**Problem 1:**
From the forum thread about a business insurance quote, list the kinds of coverage that Masterkoin says were included in the package policy for computer repair guys.
**Problem 2:**
Proceed with the forum thread about a business insurance quote from where it stops.

**Document passage:**
# Is this misleading or true? What do you think about this Business Ins Quote?



## TshirtGuru (Jul 9, 2008)

I'm obtaining some business insurance, but a rep from Allstate came by the office and stated that there is a minimum of a $500 premium. Although cheap, I never knew there was a minimum in a premium (although I am aware of minimum amounts in coverage). 

Is this true? Or is he misleading me so I pay more then I have to? (The first impression I got was that he was kind of a slick sales person).


----------



## Masterkoin (Jul 23, 2008)

While I'm sure there are cheaper policies. The issue is who would want to represent you if there is only the one policy because the commission would be so low. I'd take a look for a package policy that you can buy direct from somewhere online if cost is your only motivation. The only problem is you tend to get what you pay for and if you find a cheap company direct policy then who will be the agent on your side if you have a problem? You might see if he or an independent insurance agent (my preference) can find you a package policy that may still cost $500, but includes some other things with it that fit your business. I had one for computer repair guys that included a bunch of transport insurance & office equipment coverage along with my liability. I personally believe that an independent agent can often do a better job for you even if its not cheaper because they have a menu of companies to chose from instead of just representing the one company like Allstate.


----------



## TshirtGuru (Jul 9, 2008)

Masterkoin said:


> While I'm sure there are cheaper policies. The issue is who would want to represent you if there is only the one policy because the commission would be so low. I'd take a look for a package policy that you can buy direct from somewhere online if cost is your only motivation. The only problem is you tend to get what you pay for and if you find a cheap company direct policy then who will be the agent on your side if you have a problem? You might see if he or an independent insurance agent (my preference) can find you a package policy that may still cost $500, but includes some other things with it that fit your business. I had one for computer repair guys that included a bunch of transport insurance & office equipment coverage along with my liability. I personally believe that an independent agent can often do a better job for you even if its not cheaper because they have a menu of companies to chose from instead of just representing the one company like Allstate.

**Recorded information:**

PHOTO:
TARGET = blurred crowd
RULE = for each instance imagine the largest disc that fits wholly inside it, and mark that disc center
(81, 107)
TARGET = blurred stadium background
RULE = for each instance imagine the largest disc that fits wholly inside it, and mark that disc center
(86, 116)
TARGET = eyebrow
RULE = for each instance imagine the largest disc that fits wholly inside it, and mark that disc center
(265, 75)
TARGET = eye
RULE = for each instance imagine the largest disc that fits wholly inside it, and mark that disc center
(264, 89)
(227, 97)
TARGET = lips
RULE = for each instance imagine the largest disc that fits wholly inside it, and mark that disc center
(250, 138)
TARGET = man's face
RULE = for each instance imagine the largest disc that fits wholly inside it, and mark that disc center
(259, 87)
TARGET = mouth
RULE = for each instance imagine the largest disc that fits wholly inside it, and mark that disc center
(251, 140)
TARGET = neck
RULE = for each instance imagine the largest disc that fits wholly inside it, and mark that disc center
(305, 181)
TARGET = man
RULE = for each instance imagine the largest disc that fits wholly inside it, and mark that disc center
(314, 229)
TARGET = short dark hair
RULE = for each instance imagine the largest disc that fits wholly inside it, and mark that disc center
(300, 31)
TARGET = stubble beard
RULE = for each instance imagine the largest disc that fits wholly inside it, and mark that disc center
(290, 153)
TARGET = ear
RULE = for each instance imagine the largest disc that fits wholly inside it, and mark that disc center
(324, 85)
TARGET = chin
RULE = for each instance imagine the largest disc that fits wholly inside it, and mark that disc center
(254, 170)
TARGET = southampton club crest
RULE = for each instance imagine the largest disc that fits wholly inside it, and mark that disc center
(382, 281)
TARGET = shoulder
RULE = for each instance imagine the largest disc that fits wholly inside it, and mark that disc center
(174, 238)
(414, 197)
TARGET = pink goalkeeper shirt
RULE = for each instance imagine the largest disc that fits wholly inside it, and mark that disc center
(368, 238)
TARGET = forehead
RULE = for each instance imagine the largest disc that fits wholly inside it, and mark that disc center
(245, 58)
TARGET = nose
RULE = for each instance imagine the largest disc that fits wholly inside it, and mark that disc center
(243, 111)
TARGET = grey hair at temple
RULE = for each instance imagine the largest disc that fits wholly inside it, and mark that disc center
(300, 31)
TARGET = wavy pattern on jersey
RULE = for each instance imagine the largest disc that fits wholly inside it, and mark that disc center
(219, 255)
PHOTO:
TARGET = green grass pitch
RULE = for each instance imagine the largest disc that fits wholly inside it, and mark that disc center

**Final result 1:**
- Transport insurance
- Office equipment coverage
- Liability

**Final result 2:**
The policy I am looking for is a package, it includes $1 million in liability, and $50,000 in property damage (equipment). He is a independent agent for Allstate. The only thing is, I don't have $50,000 in equipment, I have about $35,000. Is it good to cushion? He recommended leaving it at $50k when I told him my equipment costs is $35k but didn't explain why (his english is a little broken up). I also wanted to lower my liability coverage to $500k instead of $1M, but his quote for the $1M and $50k coverage was $510 annually. And lowering it to $500k and $35k was $500. 

A $10 difference? Of course I would just get more coverage, but I wonder if he's trying to pull a fast one on me because he knows I'm young.


----------



## Teeser (May 14, 2008)

That is exactly what I pay for both our business policies which I got from a local independent agent. Ours is with Selective. I would still go with an independent agent. I know my agent runs our policy and gets new quotes from companies for us every year. We've been in business 5 years and the premium has never gone up and the coverage has actually increased. Not in dollar amounts but they added Acts of Terrorism and mold coverage and stuff to the package.


----------



## Solmu (Aug 15, 2005)

TshirtGuru said:


> I also wanted to lower my liability coverage to $500k instead of $1M, but his quote for the $1M and $50k coverage was $510 annually. And lowering it to $500k and $35k was $500.


$1M public liability is completely standard, both here (Australia) and in the US. The only times I've heard of a different figure, was $2M, or occasionally huge policies ($10M and the like). But I hear $1M over and over again.

The thing is, I have no idea _why_ it's standard. But maybe $1M is a common figure handed out by juries or something.

Did you have a reason for wanting to lower it? My only concern is that if $1M is that standard, it might defeat the purpose of even having it (as absurd as that seems).

(although in this instance, it's not an issue anyway because of the price difference)

Anyone have any input on why $1M is the norm? How much does public liability really matter?


----------



## TshirtGuru (Jul 9, 2008)

Solmu said:


> $1M public liability is completely standard, both here (Australia) and in the US. The only times I've heard of a different figure, was $2M, or occasionally huge policies ($10M and the like). But I hear $1M over and over again.
> 
> The thing is, I have no idea _why_ it's standard. But maybe $1M is a common figure handed out by juries or something.
> 
> ...


Well, like you said in this instance it doesn't matter, because there is virtually no price difference. But, the reason I thought to lower it was to lower my premium a little. 

We're not a public retail spot so the chance of having something happen to the public during our business operation seems slim. The only time we interact with the public would be when they pick up and drop something off. And of course liabilty to ourselves could happen, so I guess it's good to have it up to $1M.


----------



## jmj (Feb 24, 2008)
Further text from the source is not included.